### Description of the task
Can you rewrite the listing from the line with "Practice. Spot the green" through the end, switching "Practice" to "Exercise" and changing nothing else?

### Data listing ###

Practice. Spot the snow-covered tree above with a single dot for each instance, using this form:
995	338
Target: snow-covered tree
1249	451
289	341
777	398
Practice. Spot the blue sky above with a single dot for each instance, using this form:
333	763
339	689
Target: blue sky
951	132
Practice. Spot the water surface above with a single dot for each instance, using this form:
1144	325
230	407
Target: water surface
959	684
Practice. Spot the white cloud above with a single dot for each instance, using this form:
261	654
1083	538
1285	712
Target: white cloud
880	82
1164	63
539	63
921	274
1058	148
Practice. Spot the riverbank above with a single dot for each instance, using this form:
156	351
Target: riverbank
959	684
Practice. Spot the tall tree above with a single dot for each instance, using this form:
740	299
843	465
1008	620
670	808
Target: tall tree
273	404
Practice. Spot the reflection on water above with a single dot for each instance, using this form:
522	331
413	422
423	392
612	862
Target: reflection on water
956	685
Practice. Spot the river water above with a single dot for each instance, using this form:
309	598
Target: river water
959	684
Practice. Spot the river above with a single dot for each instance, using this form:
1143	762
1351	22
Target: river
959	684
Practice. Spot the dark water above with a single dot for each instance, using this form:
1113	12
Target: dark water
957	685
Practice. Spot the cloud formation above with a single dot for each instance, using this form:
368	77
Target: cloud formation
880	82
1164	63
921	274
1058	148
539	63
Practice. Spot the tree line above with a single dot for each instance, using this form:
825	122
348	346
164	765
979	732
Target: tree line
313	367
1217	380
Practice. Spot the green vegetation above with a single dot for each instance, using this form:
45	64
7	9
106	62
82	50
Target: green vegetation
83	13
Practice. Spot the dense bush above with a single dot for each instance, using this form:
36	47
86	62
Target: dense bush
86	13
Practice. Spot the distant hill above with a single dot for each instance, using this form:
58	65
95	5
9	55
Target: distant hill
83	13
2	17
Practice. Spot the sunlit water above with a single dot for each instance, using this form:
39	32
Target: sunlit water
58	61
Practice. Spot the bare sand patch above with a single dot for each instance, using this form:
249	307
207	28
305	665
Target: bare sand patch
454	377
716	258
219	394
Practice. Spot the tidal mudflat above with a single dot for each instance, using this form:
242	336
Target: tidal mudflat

###

### Exercise answer
Exercise. Spot the green vegetation above with a single dot for each instance, using this form:
45	64
7	9
106	62
82	50
Target: green vegetation
83	13
Exercise. Spot the dense bush above with a single dot for each instance, using this form:
36	47
86	62
Target: dense bush
86	13
Exercise. Spot the distant hill above with a single dot for each instance, using this form:
58	65
95	5
9	55
Target: distant hill
83	13
2	17
Exercise. Spot the sunlit water above with a single dot for each instance, using this form:
39	32
Target: sunlit water
58	61
Exercise. Spot the bare sand patch above with a single dot for each instance, using this form:
249	307
207	28
305	665
Target: bare sand patch
454	377
716	258
219	394
Exercise. Spot the tidal mudflat above with a single dot for each instance, using this form:
242	336
Target: tidal mudflat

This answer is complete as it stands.